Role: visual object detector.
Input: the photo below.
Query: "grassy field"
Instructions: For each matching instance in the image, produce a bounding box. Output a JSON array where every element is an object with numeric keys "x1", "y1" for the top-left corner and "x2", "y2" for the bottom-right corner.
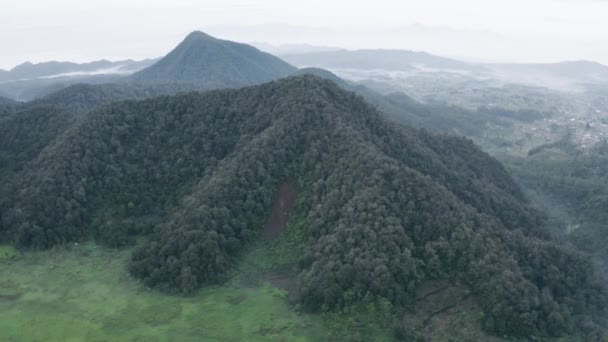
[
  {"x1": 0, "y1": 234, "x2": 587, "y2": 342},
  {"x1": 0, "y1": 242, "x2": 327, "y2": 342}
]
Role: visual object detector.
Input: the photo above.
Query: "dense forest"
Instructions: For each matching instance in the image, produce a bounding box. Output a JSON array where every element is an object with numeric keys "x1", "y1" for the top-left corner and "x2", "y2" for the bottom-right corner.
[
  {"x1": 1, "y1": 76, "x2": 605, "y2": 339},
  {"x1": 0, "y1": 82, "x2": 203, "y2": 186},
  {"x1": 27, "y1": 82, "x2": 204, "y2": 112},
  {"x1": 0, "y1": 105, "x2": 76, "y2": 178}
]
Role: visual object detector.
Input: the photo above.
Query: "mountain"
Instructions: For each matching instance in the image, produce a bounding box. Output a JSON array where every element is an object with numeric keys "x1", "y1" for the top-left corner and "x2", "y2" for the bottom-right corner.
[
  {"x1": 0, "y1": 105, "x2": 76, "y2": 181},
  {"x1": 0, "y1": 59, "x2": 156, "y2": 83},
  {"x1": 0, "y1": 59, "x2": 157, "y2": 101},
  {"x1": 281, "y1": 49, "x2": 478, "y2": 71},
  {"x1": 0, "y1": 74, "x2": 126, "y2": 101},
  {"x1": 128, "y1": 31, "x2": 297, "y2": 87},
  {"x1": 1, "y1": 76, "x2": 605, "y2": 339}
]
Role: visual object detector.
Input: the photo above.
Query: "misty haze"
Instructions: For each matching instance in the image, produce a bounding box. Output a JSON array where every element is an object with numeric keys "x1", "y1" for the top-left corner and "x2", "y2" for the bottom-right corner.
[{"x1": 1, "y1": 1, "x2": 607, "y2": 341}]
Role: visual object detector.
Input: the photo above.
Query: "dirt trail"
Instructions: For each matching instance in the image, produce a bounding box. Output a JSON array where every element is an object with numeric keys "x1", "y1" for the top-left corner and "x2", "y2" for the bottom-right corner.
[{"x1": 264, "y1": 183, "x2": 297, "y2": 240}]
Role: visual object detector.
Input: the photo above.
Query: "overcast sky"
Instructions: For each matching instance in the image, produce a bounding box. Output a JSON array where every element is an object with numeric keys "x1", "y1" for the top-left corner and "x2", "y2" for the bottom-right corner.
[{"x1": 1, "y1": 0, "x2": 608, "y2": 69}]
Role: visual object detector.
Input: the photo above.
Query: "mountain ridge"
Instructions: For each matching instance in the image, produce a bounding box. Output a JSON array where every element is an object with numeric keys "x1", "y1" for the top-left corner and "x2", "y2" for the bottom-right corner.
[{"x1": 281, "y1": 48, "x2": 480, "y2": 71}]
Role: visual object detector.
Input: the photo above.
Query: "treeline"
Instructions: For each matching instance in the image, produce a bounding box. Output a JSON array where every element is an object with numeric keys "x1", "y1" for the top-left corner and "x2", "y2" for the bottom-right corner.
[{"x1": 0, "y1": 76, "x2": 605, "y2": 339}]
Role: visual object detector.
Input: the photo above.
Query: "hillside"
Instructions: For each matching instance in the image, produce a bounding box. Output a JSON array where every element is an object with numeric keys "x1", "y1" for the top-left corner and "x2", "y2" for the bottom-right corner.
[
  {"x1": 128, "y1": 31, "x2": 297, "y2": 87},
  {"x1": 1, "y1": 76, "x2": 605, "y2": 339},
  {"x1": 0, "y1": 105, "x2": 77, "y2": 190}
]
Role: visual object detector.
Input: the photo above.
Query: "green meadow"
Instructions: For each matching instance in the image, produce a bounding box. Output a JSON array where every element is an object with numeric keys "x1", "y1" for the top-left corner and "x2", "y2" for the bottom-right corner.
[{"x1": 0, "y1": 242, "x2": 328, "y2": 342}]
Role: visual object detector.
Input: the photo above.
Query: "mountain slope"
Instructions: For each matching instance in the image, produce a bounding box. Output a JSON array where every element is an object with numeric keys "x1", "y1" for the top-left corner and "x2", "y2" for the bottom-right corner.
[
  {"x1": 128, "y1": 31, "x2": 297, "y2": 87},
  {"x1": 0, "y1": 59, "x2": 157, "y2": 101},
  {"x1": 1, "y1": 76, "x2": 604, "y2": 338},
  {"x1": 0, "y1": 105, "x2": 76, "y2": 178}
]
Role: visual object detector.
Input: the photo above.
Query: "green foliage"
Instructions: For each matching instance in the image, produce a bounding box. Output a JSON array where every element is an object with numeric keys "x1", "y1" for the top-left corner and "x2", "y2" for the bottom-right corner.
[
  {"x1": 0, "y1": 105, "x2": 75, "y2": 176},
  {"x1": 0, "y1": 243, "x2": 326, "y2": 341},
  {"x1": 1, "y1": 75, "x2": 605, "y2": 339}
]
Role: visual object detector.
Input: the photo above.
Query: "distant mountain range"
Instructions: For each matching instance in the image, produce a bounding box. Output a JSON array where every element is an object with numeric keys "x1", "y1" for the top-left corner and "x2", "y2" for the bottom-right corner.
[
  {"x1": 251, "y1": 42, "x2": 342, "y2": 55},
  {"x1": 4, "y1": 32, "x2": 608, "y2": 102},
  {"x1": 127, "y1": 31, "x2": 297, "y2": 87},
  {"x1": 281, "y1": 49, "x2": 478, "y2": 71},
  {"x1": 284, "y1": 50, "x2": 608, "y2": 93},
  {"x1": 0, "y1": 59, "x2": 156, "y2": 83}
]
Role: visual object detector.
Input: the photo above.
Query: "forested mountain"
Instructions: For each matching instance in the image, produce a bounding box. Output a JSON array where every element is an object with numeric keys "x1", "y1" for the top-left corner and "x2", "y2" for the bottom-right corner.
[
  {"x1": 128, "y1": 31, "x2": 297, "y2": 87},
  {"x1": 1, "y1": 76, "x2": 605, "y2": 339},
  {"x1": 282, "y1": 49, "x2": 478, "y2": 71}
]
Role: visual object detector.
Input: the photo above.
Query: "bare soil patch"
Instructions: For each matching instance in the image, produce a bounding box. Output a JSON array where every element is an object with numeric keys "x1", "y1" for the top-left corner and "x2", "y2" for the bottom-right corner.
----
Instructions to follow> From the listing, please work out how many lines contain "mountain". Give the number only.

Problem solution> 5